## ASSIGNMENT
After finding "in red shirt" in a line below, print that line and the rest of the lines exactly, leaving out all pictures.

---- RECORDS FOR THIS TASK

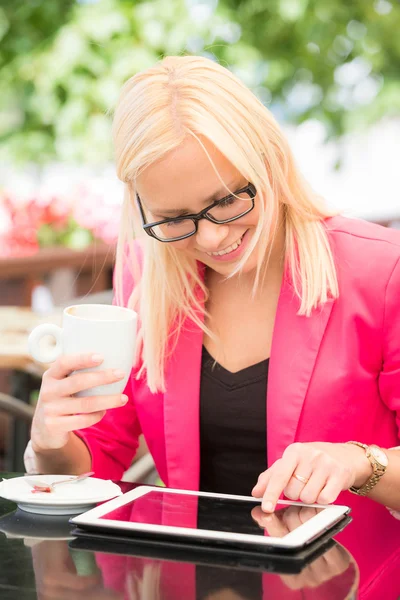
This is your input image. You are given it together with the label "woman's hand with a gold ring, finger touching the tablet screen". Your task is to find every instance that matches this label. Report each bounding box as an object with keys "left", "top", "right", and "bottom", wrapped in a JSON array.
[{"left": 252, "top": 442, "right": 372, "bottom": 512}]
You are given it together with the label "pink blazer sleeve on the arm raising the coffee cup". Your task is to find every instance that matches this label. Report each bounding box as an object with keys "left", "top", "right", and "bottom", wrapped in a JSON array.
[{"left": 74, "top": 243, "right": 146, "bottom": 480}]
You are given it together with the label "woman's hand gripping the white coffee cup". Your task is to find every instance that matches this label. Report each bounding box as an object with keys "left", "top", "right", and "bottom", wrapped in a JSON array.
[{"left": 31, "top": 355, "right": 128, "bottom": 451}]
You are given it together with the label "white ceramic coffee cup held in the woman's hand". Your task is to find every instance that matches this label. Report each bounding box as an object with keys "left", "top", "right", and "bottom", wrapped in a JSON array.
[{"left": 28, "top": 304, "right": 137, "bottom": 396}]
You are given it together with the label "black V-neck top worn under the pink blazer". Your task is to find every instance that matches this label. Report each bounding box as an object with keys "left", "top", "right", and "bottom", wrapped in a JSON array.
[{"left": 200, "top": 347, "right": 269, "bottom": 495}]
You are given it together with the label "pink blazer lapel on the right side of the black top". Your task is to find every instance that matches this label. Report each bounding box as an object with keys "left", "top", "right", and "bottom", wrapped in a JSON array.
[{"left": 267, "top": 273, "right": 334, "bottom": 466}]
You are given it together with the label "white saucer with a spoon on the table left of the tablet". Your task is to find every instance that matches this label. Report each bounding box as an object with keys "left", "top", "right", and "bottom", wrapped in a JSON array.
[{"left": 0, "top": 475, "right": 122, "bottom": 515}]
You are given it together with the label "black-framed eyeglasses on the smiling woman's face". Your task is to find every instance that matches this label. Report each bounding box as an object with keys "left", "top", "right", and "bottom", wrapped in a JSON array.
[{"left": 136, "top": 182, "right": 257, "bottom": 242}]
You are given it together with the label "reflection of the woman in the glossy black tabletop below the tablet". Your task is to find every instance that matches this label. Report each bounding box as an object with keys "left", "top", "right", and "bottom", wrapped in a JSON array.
[{"left": 32, "top": 541, "right": 358, "bottom": 600}]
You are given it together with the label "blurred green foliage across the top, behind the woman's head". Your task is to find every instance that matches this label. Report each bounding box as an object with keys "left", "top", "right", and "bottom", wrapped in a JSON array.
[{"left": 0, "top": 0, "right": 400, "bottom": 163}]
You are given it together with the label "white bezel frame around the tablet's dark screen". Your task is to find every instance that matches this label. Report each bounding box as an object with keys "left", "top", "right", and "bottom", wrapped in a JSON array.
[{"left": 70, "top": 486, "right": 350, "bottom": 549}]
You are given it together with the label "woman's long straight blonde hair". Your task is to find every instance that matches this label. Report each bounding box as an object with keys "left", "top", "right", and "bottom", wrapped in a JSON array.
[{"left": 113, "top": 56, "right": 338, "bottom": 392}]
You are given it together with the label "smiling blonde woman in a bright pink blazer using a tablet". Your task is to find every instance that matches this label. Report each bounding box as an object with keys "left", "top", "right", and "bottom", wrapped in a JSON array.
[{"left": 26, "top": 57, "right": 400, "bottom": 512}]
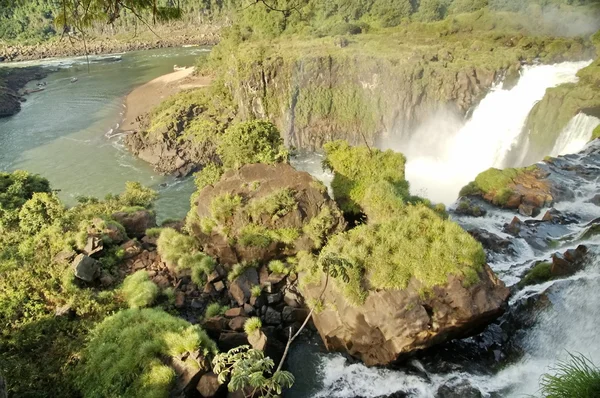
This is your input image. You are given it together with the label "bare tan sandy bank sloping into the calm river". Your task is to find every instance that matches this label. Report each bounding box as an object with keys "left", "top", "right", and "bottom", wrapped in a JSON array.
[{"left": 121, "top": 68, "right": 212, "bottom": 131}]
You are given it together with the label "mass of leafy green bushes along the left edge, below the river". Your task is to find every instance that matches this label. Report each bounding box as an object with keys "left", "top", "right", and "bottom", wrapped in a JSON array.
[{"left": 0, "top": 171, "right": 164, "bottom": 397}]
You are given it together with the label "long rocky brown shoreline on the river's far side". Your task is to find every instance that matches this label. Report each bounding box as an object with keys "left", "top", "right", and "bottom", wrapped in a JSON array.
[{"left": 0, "top": 25, "right": 221, "bottom": 62}]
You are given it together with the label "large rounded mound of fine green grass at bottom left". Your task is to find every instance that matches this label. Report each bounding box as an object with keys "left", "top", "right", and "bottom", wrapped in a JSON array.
[{"left": 76, "top": 309, "right": 217, "bottom": 398}]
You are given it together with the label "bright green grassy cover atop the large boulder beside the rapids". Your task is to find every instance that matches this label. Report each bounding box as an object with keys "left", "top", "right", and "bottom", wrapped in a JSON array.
[{"left": 312, "top": 204, "right": 485, "bottom": 305}]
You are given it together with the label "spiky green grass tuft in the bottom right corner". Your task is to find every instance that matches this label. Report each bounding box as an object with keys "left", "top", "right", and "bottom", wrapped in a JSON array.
[{"left": 540, "top": 354, "right": 600, "bottom": 398}]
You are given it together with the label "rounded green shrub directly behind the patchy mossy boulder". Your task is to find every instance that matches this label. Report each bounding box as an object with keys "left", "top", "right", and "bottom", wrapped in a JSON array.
[{"left": 217, "top": 120, "right": 289, "bottom": 169}]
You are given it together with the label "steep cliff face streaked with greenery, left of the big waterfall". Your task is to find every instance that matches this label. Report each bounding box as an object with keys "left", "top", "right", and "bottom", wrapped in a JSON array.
[{"left": 229, "top": 53, "right": 502, "bottom": 150}]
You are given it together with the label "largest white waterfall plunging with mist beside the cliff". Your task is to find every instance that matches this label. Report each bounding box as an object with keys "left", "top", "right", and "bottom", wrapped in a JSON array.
[{"left": 382, "top": 62, "right": 589, "bottom": 204}]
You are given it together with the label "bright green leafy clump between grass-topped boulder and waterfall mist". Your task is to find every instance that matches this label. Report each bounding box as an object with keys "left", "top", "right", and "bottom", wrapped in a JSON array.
[{"left": 324, "top": 141, "right": 408, "bottom": 214}]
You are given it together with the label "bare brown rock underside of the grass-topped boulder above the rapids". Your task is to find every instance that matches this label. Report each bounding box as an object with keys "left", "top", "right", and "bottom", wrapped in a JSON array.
[{"left": 302, "top": 265, "right": 509, "bottom": 365}]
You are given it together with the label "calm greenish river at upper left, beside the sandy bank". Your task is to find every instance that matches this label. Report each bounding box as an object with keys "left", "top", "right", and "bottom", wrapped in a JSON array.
[{"left": 0, "top": 47, "right": 208, "bottom": 219}]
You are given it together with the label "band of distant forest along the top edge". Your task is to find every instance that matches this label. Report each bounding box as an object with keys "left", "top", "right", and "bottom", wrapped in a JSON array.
[{"left": 0, "top": 0, "right": 600, "bottom": 41}]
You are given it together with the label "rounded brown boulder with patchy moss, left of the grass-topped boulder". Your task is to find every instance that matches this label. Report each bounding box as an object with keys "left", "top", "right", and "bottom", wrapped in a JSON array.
[{"left": 191, "top": 164, "right": 345, "bottom": 265}]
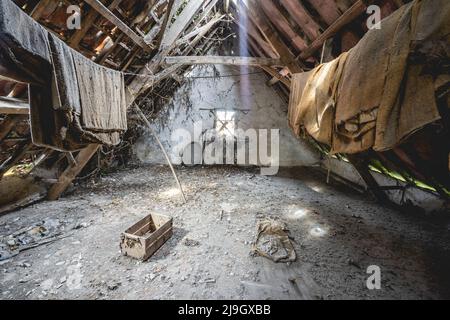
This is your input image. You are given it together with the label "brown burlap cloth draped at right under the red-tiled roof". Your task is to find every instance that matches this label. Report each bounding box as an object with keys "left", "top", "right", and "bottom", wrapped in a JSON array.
[{"left": 289, "top": 0, "right": 450, "bottom": 153}]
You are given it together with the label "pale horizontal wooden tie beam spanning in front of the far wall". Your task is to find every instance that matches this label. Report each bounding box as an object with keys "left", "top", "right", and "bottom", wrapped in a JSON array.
[{"left": 164, "top": 56, "right": 281, "bottom": 67}]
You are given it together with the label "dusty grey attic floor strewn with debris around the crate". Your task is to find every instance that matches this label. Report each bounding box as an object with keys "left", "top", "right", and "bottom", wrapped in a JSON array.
[{"left": 0, "top": 167, "right": 450, "bottom": 299}]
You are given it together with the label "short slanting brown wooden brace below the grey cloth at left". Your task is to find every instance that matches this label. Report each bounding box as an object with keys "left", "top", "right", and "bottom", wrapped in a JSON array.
[{"left": 47, "top": 144, "right": 100, "bottom": 200}]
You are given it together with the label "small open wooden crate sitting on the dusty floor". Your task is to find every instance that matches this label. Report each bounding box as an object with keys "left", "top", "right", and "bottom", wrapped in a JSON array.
[{"left": 120, "top": 214, "right": 173, "bottom": 261}]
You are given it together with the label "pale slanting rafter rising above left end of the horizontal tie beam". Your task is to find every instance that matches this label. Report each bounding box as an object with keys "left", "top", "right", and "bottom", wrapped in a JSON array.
[{"left": 161, "top": 0, "right": 205, "bottom": 47}]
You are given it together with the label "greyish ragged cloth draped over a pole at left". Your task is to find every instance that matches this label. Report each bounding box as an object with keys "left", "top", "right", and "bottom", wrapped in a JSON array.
[{"left": 0, "top": 0, "right": 127, "bottom": 151}]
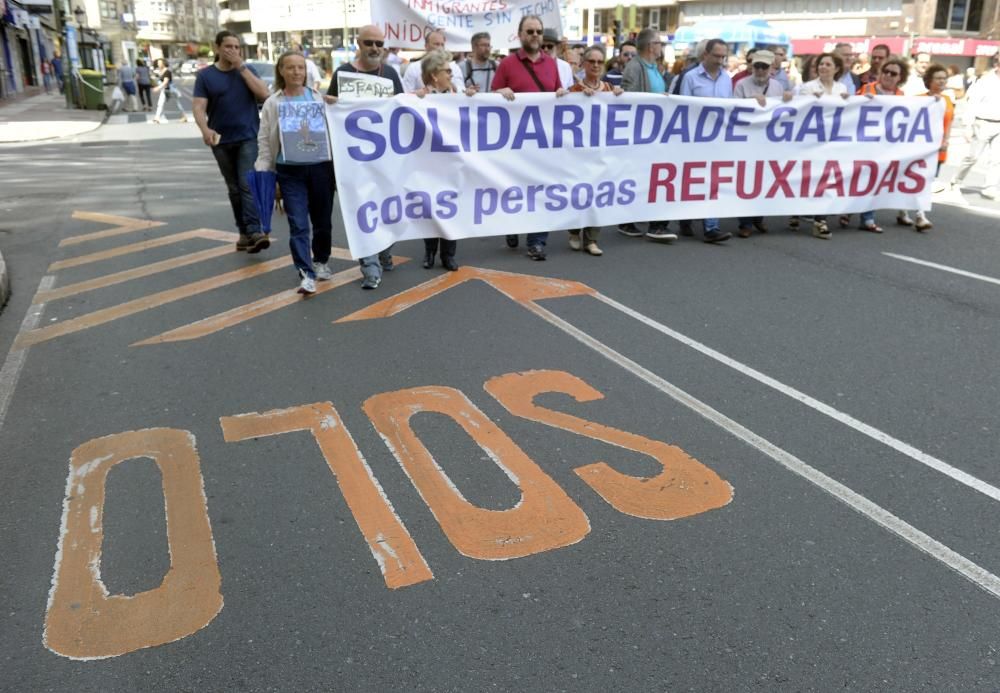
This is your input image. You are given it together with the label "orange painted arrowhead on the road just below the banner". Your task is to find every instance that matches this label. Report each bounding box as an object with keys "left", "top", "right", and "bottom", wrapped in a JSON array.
[{"left": 334, "top": 267, "right": 596, "bottom": 323}]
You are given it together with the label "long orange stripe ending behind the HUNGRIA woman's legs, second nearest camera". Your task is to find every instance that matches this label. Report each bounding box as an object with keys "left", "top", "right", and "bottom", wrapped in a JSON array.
[{"left": 13, "top": 255, "right": 292, "bottom": 349}]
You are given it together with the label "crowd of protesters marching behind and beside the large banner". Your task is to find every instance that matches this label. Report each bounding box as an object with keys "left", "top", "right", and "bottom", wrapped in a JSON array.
[{"left": 194, "top": 24, "right": 1000, "bottom": 294}]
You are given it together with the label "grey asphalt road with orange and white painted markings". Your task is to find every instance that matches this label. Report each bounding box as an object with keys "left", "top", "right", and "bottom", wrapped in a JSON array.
[{"left": 0, "top": 105, "right": 1000, "bottom": 691}]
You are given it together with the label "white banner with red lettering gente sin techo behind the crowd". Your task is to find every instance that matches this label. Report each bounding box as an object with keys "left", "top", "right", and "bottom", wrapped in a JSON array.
[{"left": 371, "top": 0, "right": 561, "bottom": 51}]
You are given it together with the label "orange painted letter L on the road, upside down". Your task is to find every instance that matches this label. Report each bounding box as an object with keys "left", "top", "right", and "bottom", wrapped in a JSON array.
[{"left": 219, "top": 402, "right": 434, "bottom": 589}]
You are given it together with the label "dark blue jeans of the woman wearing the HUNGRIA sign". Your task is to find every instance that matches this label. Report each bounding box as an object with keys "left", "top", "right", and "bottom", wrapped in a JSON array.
[{"left": 277, "top": 161, "right": 334, "bottom": 279}]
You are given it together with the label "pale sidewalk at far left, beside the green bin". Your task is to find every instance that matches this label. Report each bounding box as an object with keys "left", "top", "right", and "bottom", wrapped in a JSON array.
[{"left": 0, "top": 90, "right": 106, "bottom": 144}]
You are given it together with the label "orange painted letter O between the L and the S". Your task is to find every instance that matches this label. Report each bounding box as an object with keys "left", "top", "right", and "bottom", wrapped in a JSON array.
[{"left": 364, "top": 386, "right": 590, "bottom": 560}]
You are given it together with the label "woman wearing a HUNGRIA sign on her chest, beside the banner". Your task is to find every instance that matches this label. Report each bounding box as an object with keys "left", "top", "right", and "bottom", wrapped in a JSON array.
[{"left": 254, "top": 51, "right": 338, "bottom": 296}]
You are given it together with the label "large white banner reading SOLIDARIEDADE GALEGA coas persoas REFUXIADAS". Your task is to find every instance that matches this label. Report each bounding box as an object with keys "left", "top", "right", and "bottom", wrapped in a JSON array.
[{"left": 327, "top": 94, "right": 944, "bottom": 257}]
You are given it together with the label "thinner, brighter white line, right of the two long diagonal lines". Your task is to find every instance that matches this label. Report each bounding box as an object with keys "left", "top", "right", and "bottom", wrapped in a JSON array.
[{"left": 594, "top": 293, "right": 1000, "bottom": 501}]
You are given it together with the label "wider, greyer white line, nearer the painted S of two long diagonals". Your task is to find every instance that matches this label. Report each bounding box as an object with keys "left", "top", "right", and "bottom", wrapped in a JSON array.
[{"left": 522, "top": 302, "right": 1000, "bottom": 598}]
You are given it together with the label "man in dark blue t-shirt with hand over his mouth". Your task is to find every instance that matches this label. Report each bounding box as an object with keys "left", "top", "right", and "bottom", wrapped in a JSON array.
[{"left": 193, "top": 31, "right": 271, "bottom": 253}]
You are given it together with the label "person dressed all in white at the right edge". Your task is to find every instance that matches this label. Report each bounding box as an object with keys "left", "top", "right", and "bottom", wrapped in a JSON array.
[{"left": 951, "top": 52, "right": 1000, "bottom": 200}]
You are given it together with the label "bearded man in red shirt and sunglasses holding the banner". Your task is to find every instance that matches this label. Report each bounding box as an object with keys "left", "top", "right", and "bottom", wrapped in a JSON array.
[{"left": 491, "top": 14, "right": 566, "bottom": 260}]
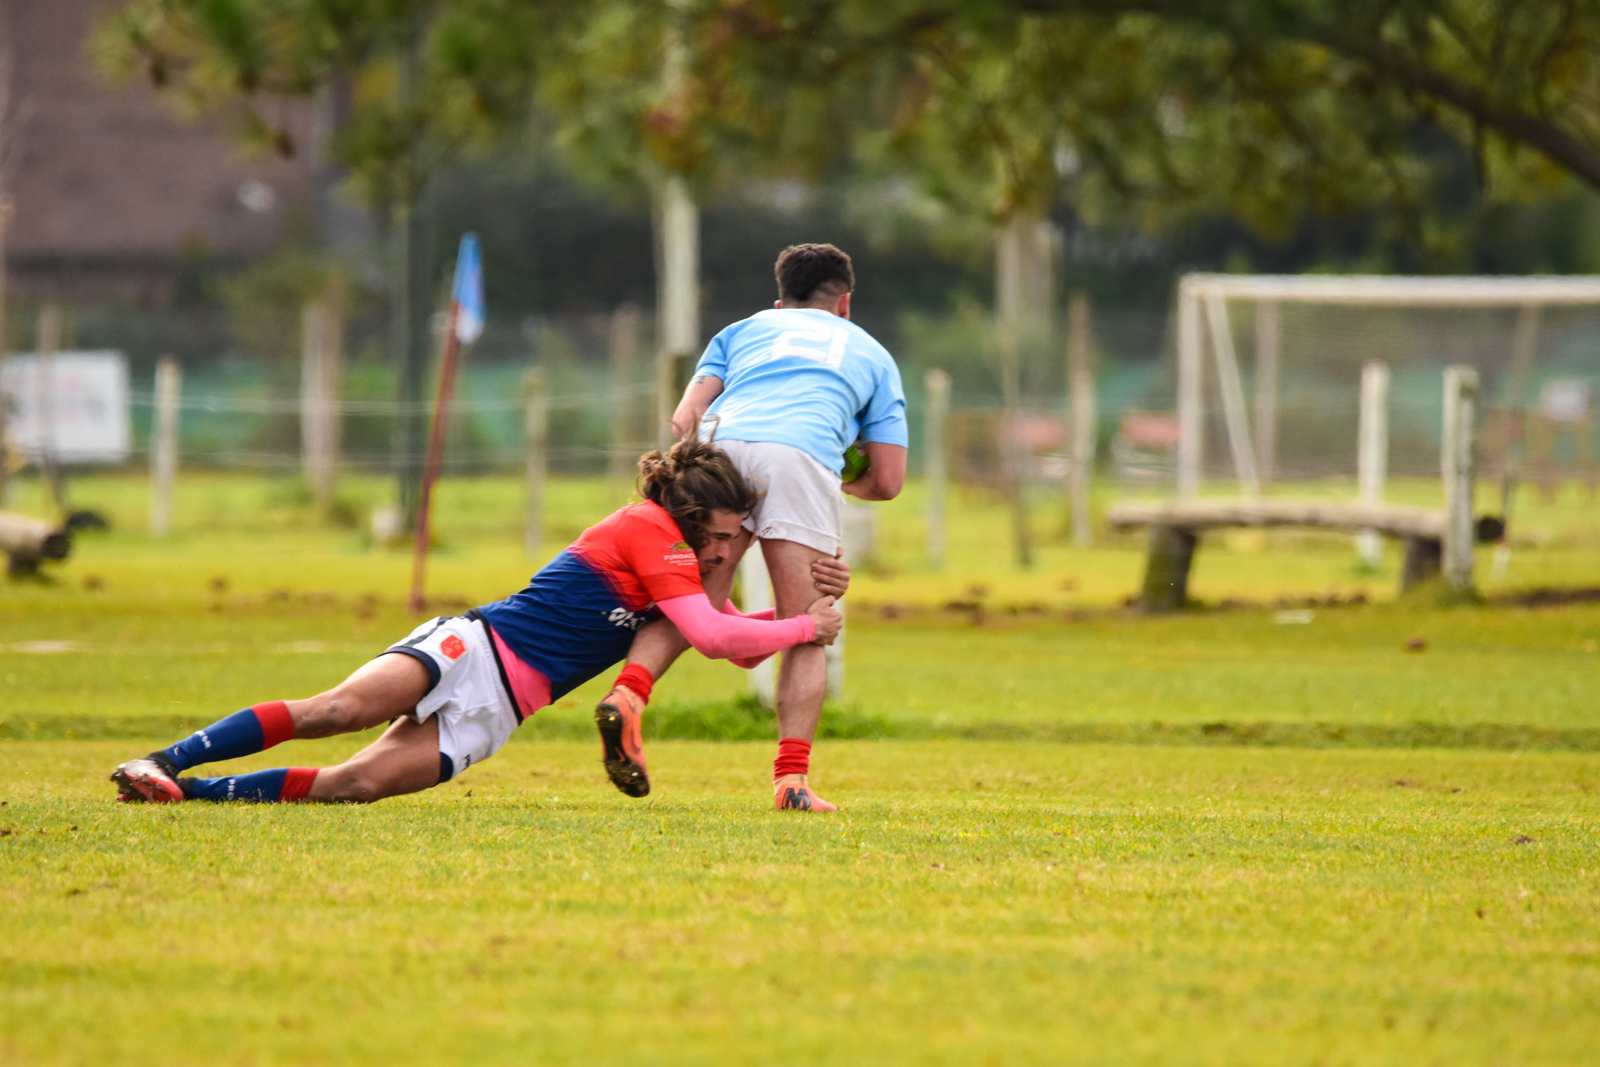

--------

## SOLUTION BELOW
You are given it together with the label "bearded man in red shirt and sunglasses holding the banner". Your task is to find every instance that matches this label. Report each bounding box as an object with keys "left", "top", "right", and "bottom", wrapped in a JSON array.
[{"left": 491, "top": 14, "right": 566, "bottom": 260}]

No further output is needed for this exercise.